#### Text block:
Alyssa DeHayes and Greta

Since founding the label, DeHayes has also settled into roles as a partner and national publicist with Riot Act Media, working on national campaigns for various touring independent artists and record labels such as New West, Captured Tracks, Polyvinyl and Mexican Summer.

In 2015, she also began working as an adjunct professor teaching Publicity and Promotion for Music through UGA’s business school. Soon, she will be taking a break to focus on other endeavors as Andrew Rieger of Elf Power teaches the class.

More recently, in 2019, DeHayes took yet another job handling social media marketing for Smithsonian Folkways in Washington, D.C. Each week, she manages Smithsonian Folkways’ social media accounts and social marketing. She gets to sift through the historic nonprofit label’s digital archives and share older recordings that resonate with newer releases.

DeHayes’ ability to manage so many endeavors underscores her profile as a nimble, self-made entrepreneur. It’s a skill and a mindset that she has developed since childhood.

“I was an only child, and there weren’t many kids on my street,” she says. “I spent a lot of time in my room tinkering with projects. I see that come out when I’m at the office packing orders, looking at designs and quantities, adding data into a spreadsheet.”

#### What needs to be done:
Render this sentence from the text about Alyssa DeHayes in Spanish: "It’s a skill and a mindset that she has developed since childhood."

#### Recorded data:

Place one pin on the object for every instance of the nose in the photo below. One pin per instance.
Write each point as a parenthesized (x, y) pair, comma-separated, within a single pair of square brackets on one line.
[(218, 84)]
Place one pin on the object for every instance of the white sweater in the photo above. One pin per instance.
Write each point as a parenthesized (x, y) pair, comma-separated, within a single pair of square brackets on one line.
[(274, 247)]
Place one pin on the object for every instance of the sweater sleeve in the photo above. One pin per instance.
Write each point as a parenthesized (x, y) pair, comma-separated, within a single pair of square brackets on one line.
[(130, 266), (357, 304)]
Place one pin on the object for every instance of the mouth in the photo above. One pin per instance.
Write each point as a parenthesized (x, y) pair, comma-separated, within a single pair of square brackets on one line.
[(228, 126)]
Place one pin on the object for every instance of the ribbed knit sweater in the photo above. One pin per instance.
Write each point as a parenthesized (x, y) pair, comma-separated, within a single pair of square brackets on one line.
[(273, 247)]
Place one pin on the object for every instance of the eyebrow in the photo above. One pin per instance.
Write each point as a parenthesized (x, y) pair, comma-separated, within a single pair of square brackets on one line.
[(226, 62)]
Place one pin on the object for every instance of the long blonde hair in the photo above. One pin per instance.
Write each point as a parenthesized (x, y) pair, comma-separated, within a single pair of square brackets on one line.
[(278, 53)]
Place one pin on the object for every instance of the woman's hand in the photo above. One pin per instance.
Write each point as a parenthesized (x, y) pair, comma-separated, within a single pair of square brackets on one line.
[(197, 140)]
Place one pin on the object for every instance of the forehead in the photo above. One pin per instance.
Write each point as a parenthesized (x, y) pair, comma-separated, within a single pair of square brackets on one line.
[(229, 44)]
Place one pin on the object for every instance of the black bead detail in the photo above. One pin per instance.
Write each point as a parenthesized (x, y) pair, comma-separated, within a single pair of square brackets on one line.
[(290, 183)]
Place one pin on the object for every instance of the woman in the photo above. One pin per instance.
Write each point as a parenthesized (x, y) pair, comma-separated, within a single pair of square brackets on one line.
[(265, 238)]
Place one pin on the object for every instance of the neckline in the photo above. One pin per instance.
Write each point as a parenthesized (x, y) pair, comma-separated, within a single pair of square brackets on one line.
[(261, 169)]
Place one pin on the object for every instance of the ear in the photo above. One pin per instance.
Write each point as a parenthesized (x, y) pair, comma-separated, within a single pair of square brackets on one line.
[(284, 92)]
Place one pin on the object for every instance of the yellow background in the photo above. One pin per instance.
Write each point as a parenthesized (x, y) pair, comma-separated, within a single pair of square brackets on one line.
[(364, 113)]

#### Task result:
Es una habilidad y una mentalidad que ha desarrollado desde la infancia.